*** PROVIDED PASSAGE

Story

Dreaming of Yellowstone

Travelling by bike is different from anything else. There is a satisfaction in pushing your body and soul over miles for hours, setting out at A and arriving at B, physically absorbing every point in-between. You are stripped of the convenience of automated travel. You feel the continuity of fresh air. You take in all the features that unfold in front of you. You experience much more than the renowned landmarks of the area.

Words and Photos by Adrian Schmith and Christian Beck

Travelling by bike is different from anything else. There is a satisfaction in pushing your body and soul over miles for hours, setting out at A and arriving at B, physically absorbing every point in-between. You are stripped of the convenience of automated travel. You feel the continuity of fresh air. You take in all the features that unfold in front of you. You experience much more than the renowned landmarks of the area.

Living in a flat country, the size of the state of New York, I think you are naturally drawn to mountains and intrigued by open spaces and long distances. Fascinated by the grandness of the American Rockies and the sense of no-man's land in the West, our yearning for Yellowstone was long overdue. We were dreaming of Yellowstone but ended up finding so much more.

Our route would take in Utah, Wyoming, Montana, and Idaho, covering paved and dirt roads, small tracks, and sand – all the while surrounded by stunning scenery. So, in late September, we left Copenhagen, Denmark for Salt Lake City in the north of Utah, dreaming of Yellowstone. We spent eight days riding a loop route that exited Utah at the east, crawled up through Wyoming, showcased the Grand Teton and Yellowstone National Parks, cut out a corner of Montana, and slid down through the plains of Idaho back to Salt Lake. We rode 1.325 kilometres (830 miles) for more than 50 hours. We sought out peaks of 2.500 metres (8.200 feet); found solitude on backcountry roads; greeted bears, bison, and elk; and experienced the hospitality of the people of the American West. Transcending dreams, this was our Yellowstone Adventure.

******
*** DATA BELOW

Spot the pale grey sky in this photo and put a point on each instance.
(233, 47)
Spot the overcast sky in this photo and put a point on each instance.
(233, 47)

******

*EXERCISE PROMPT:* Copy out the stretch of the Yellowstone cycling story from "Words and Photos" through "so much more.", word for word.

*WRITTEN RESPONSE:*
Words and Photos by Adrian Schmith and Christian Beck

Travelling by bike is different from anything else. There is a satisfaction in pushing your body and soul over miles for hours, setting out at A and arriving at B, physically absorbing every point in-between. You are stripped of the convenience of automated travel. You feel the continuity of fresh air. You take in all the features that unfold in front of you. You experience much more than the renowned landmarks of the area.

Living in a flat country, the size of the state of New York, I think you are naturally drawn to mountains and intrigued by open spaces and long distances. Fascinated by the grandness of the American Rockies and the sense of no-man's land in the West, our yearning for Yellowstone was long overdue. We were dreaming of Yellowstone but ended up finding so much more.